_Provided records_:
+===+

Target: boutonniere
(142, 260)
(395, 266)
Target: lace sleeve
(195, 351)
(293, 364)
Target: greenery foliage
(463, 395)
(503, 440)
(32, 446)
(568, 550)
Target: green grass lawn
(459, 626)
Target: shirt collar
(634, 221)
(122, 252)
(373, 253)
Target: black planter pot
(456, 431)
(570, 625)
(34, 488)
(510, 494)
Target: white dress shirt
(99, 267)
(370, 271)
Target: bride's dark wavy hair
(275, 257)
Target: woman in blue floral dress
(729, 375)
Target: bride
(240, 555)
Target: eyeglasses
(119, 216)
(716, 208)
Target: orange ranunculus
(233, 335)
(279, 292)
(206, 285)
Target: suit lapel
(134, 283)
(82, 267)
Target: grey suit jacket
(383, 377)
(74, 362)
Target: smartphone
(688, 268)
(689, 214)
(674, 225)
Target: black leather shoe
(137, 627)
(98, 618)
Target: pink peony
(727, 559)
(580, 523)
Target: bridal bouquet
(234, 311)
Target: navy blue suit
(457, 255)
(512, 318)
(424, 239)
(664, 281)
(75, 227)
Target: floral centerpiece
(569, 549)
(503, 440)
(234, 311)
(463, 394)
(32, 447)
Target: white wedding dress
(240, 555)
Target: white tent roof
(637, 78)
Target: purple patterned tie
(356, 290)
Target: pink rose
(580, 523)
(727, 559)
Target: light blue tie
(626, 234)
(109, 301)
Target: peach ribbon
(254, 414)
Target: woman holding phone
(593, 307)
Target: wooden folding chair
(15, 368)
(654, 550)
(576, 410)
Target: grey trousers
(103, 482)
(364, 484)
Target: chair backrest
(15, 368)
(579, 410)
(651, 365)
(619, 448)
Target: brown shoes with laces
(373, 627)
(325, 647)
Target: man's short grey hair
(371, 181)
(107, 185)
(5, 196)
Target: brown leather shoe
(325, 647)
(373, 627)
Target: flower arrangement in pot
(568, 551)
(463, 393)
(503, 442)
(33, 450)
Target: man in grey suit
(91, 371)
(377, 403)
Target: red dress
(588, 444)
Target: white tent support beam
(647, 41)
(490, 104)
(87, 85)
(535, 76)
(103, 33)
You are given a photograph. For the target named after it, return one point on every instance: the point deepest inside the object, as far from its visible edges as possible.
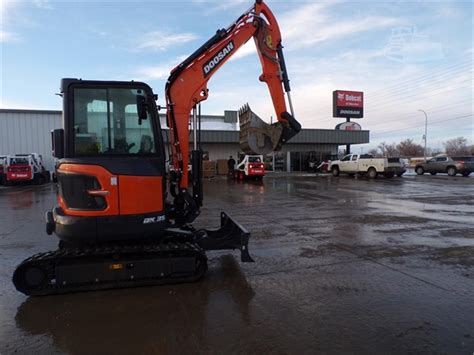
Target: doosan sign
(348, 104)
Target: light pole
(426, 129)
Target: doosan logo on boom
(224, 52)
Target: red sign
(350, 98)
(348, 104)
(348, 126)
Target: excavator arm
(187, 86)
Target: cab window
(106, 122)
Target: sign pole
(348, 146)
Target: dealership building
(28, 131)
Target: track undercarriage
(177, 258)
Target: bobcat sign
(348, 104)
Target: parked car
(25, 168)
(366, 164)
(445, 164)
(251, 166)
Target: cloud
(43, 4)
(311, 24)
(219, 6)
(162, 40)
(8, 37)
(154, 72)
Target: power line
(435, 75)
(431, 123)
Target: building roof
(306, 136)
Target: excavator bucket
(256, 136)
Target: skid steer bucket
(231, 235)
(256, 136)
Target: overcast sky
(404, 55)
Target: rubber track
(48, 261)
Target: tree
(456, 146)
(409, 149)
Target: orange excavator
(115, 225)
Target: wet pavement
(342, 266)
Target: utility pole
(426, 131)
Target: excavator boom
(187, 86)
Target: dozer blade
(256, 136)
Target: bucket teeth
(256, 136)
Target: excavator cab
(111, 167)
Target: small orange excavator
(115, 225)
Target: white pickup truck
(366, 164)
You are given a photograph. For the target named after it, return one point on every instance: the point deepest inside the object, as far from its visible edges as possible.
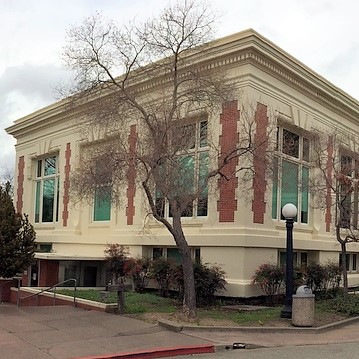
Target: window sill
(45, 226)
(186, 222)
(297, 227)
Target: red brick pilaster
(48, 272)
(20, 184)
(131, 176)
(328, 199)
(259, 164)
(228, 142)
(65, 199)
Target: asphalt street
(332, 351)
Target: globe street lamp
(289, 212)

+===+

_Work request_: Could you repeat all of the data exactly, minus the pictures?

_Result of this task_:
Target: boutonniere
(142, 260)
(395, 266)
Target: lace sleeve
(195, 351)
(293, 364)
Target: greenery foliage
(463, 395)
(503, 440)
(32, 446)
(568, 550)
Target: green grass lawn
(459, 626)
Target: shirt collar
(634, 221)
(122, 252)
(373, 253)
Target: black planter pot
(456, 431)
(570, 625)
(34, 488)
(510, 494)
Target: white dress shirt
(99, 267)
(370, 271)
Target: bride's dark wavy hair
(275, 257)
Target: woman in blue floral dress
(729, 375)
Target: bride
(240, 555)
Target: eyeglasses
(119, 216)
(716, 208)
Target: orange ranunculus
(233, 335)
(279, 292)
(206, 285)
Target: suit lapel
(134, 283)
(82, 267)
Target: grey suit jacket
(383, 377)
(74, 362)
Target: smartphone
(688, 268)
(689, 214)
(674, 225)
Target: black leather shoe
(137, 627)
(98, 618)
Target: pink peony
(727, 559)
(580, 523)
Target: bridal bouquet
(234, 311)
Target: navy blue suit
(457, 255)
(512, 318)
(424, 239)
(664, 281)
(75, 227)
Target: floral centerpiece
(569, 549)
(503, 440)
(234, 311)
(463, 394)
(32, 447)
Target: white wedding dress
(240, 555)
Target: white tent roof
(637, 78)
Target: purple patterned tie
(356, 290)
Target: pink rose
(580, 523)
(727, 559)
Target: light blue tie
(626, 234)
(109, 301)
Target: peach ribbon
(254, 414)
Target: woman holding phone
(593, 307)
Target: wooden folding chair
(15, 368)
(654, 550)
(576, 410)
Target: grey trousers
(103, 482)
(364, 484)
Target: chair backrest
(15, 368)
(579, 410)
(651, 365)
(619, 448)
Target: brown shoes with laces
(373, 627)
(325, 647)
Target: man's short grey hair
(371, 181)
(107, 185)
(5, 196)
Target: brown leather shoe
(325, 647)
(373, 627)
Target: flower arrangement in pot
(568, 551)
(463, 393)
(503, 442)
(33, 450)
Target: man in grey suit
(91, 371)
(377, 403)
Target: red dress
(588, 444)
Target: white tent support beam
(647, 41)
(490, 104)
(87, 85)
(535, 76)
(103, 33)
You are given a photograph. For the target named after it, return one point on every instance: the point deepest inside the object, as far from its visible edges as possible.
Target: doosan sign
(348, 104)
Target: light pole
(426, 129)
Target: doosan logo on boom
(224, 52)
Target: red sign
(350, 98)
(348, 104)
(348, 126)
Target: excavator arm
(187, 86)
Target: cab window
(106, 122)
Target: sign pole
(348, 146)
Target: dealership building
(28, 131)
Target: track undercarriage
(177, 258)
Target: bobcat sign
(348, 104)
Target: parked car
(25, 168)
(366, 164)
(445, 164)
(251, 166)
Target: cloud
(43, 4)
(311, 24)
(219, 6)
(162, 40)
(8, 37)
(154, 72)
Target: power line
(435, 75)
(431, 123)
Target: building roof
(306, 136)
Target: excavator bucket
(256, 136)
Target: skid steer bucket
(231, 235)
(256, 136)
Target: overcast sky
(404, 55)
Target: rubber track
(48, 261)
Target: tree
(456, 146)
(409, 149)
Target: orange excavator
(115, 225)
Target: wet pavement
(342, 266)
Target: utility pole
(426, 131)
Target: excavator boom
(187, 86)
Target: dozer blade
(256, 136)
Target: bucket teeth
(256, 136)
Target: excavator cab
(111, 167)
Target: small orange excavator
(115, 225)
Target: white pickup truck
(366, 164)
You are given a photograph. For the target named after it, return one point on every instance: the point deepest inside the object, as far from its visible edges as possible.
Target: window sill
(45, 226)
(186, 222)
(297, 227)
Target: red brick pilaster
(48, 272)
(20, 184)
(131, 176)
(328, 199)
(259, 164)
(228, 142)
(65, 199)
Target: asphalt street
(332, 351)
Target: globe street lamp
(289, 212)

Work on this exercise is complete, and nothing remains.